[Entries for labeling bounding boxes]
##############################

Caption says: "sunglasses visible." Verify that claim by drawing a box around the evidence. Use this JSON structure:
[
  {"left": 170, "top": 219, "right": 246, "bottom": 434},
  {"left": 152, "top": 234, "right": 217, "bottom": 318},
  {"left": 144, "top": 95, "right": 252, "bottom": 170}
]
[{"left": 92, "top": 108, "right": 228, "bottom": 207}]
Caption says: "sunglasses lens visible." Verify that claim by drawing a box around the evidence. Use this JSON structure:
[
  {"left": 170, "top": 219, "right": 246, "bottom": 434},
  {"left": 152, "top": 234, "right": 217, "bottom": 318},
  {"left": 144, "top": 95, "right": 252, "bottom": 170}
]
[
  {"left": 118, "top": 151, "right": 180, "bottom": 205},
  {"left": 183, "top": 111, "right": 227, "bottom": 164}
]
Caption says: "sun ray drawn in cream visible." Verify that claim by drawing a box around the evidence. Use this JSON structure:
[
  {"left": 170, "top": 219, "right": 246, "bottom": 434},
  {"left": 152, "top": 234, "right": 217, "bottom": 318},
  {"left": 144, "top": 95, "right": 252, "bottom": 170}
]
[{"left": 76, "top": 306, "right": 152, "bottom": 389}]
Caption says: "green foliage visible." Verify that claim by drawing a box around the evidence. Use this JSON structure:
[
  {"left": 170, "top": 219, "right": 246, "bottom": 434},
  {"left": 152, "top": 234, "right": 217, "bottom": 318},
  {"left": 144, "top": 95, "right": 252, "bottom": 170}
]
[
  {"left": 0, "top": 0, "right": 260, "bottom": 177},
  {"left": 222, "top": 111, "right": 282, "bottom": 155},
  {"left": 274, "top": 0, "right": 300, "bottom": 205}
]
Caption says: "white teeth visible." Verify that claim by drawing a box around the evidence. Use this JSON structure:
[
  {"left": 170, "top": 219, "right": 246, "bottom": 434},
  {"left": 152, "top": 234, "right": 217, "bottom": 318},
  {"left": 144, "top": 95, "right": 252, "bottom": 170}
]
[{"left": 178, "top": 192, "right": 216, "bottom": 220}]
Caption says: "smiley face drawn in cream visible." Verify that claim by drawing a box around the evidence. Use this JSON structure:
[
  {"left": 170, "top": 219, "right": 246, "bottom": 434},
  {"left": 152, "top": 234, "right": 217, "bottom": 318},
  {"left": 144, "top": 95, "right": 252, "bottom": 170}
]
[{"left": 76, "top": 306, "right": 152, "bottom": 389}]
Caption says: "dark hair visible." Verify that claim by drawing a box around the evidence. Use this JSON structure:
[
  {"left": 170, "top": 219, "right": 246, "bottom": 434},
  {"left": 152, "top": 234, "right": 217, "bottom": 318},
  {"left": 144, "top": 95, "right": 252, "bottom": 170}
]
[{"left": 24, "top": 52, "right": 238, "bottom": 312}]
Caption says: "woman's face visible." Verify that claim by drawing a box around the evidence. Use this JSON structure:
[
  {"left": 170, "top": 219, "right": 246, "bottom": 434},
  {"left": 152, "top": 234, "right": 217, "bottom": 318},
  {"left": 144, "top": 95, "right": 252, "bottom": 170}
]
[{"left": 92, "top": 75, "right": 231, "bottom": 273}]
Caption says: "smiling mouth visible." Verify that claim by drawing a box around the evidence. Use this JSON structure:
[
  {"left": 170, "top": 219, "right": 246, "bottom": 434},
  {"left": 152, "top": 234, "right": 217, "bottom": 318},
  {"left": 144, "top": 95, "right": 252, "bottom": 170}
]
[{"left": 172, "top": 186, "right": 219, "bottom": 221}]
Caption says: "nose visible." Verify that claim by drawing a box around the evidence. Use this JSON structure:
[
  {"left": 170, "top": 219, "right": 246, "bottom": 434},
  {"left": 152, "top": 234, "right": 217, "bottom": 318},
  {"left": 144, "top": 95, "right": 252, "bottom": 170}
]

##############################

[DIRECTIONS FOR THIS TASK]: Please update every row above by replacing "JSON structure" with "JSON format". Leave all other text unchanged.

[FULL OUTPUT]:
Caption says: "sunglasses visible." Verify that claim by drawing a box around the evidence. Use this JSON format:
[
  {"left": 170, "top": 219, "right": 246, "bottom": 434},
  {"left": 152, "top": 234, "right": 217, "bottom": 318},
  {"left": 144, "top": 95, "right": 252, "bottom": 170}
]
[{"left": 92, "top": 108, "right": 228, "bottom": 207}]
Caption says: "sunglasses lens visible." Verify that claim by drawing a box around the evidence. Use this JSON format:
[
  {"left": 170, "top": 219, "right": 246, "bottom": 434},
  {"left": 152, "top": 234, "right": 217, "bottom": 318},
  {"left": 144, "top": 95, "right": 252, "bottom": 170}
]
[
  {"left": 118, "top": 151, "right": 180, "bottom": 205},
  {"left": 183, "top": 111, "right": 227, "bottom": 164}
]
Caption says: "sun ray drawn in cream visible." Verify that claim by drawing a box around the evidence. Use this JSON format:
[
  {"left": 170, "top": 219, "right": 246, "bottom": 434},
  {"left": 152, "top": 234, "right": 217, "bottom": 318},
  {"left": 144, "top": 95, "right": 252, "bottom": 170}
]
[{"left": 76, "top": 306, "right": 152, "bottom": 389}]
Caption says: "green foliage visible." Verify that claim by drawing a box around the evidence. Use this JSON format:
[
  {"left": 170, "top": 219, "right": 246, "bottom": 434},
  {"left": 152, "top": 234, "right": 217, "bottom": 318},
  {"left": 144, "top": 95, "right": 252, "bottom": 170}
]
[
  {"left": 0, "top": 0, "right": 260, "bottom": 177},
  {"left": 222, "top": 111, "right": 282, "bottom": 155},
  {"left": 274, "top": 0, "right": 300, "bottom": 205}
]
Caption says: "white teeth visible." Verify that claim by drawing a box around the evidence. Use this JSON format:
[
  {"left": 170, "top": 219, "right": 246, "bottom": 434},
  {"left": 152, "top": 234, "right": 217, "bottom": 318},
  {"left": 144, "top": 95, "right": 252, "bottom": 170}
]
[{"left": 178, "top": 192, "right": 216, "bottom": 220}]
Caption says: "smiley face drawn in cream visible." Verify that claim by drawing a box around the evidence. Use this JSON format:
[
  {"left": 170, "top": 219, "right": 246, "bottom": 434},
  {"left": 152, "top": 234, "right": 217, "bottom": 318},
  {"left": 144, "top": 95, "right": 252, "bottom": 170}
]
[{"left": 76, "top": 306, "right": 152, "bottom": 389}]
Caption says: "dark hair visible." Verify that claim by drawing a box around the evidence. Use this JSON format:
[
  {"left": 170, "top": 219, "right": 246, "bottom": 434},
  {"left": 152, "top": 234, "right": 217, "bottom": 318},
  {"left": 144, "top": 95, "right": 252, "bottom": 170}
]
[{"left": 24, "top": 52, "right": 238, "bottom": 312}]
Caption says: "woman's face visible." Verify that claim by drawing a box around the evidence. Use this JSON format:
[
  {"left": 170, "top": 219, "right": 246, "bottom": 434},
  {"left": 152, "top": 234, "right": 217, "bottom": 318},
  {"left": 144, "top": 95, "right": 252, "bottom": 170}
]
[{"left": 92, "top": 75, "right": 231, "bottom": 273}]
Caption says: "smiling mouth visible." Verify that claim by drawing a box around the evidence. Use this JSON format:
[
  {"left": 170, "top": 219, "right": 246, "bottom": 434},
  {"left": 152, "top": 234, "right": 217, "bottom": 318},
  {"left": 144, "top": 95, "right": 252, "bottom": 170}
]
[{"left": 172, "top": 186, "right": 219, "bottom": 221}]
Caption says: "nose visible." Verify that claim by drawing a box around the evidence. Use this JSON format:
[
  {"left": 170, "top": 219, "right": 246, "bottom": 434},
  {"left": 152, "top": 234, "right": 217, "bottom": 318},
  {"left": 144, "top": 95, "right": 252, "bottom": 170}
]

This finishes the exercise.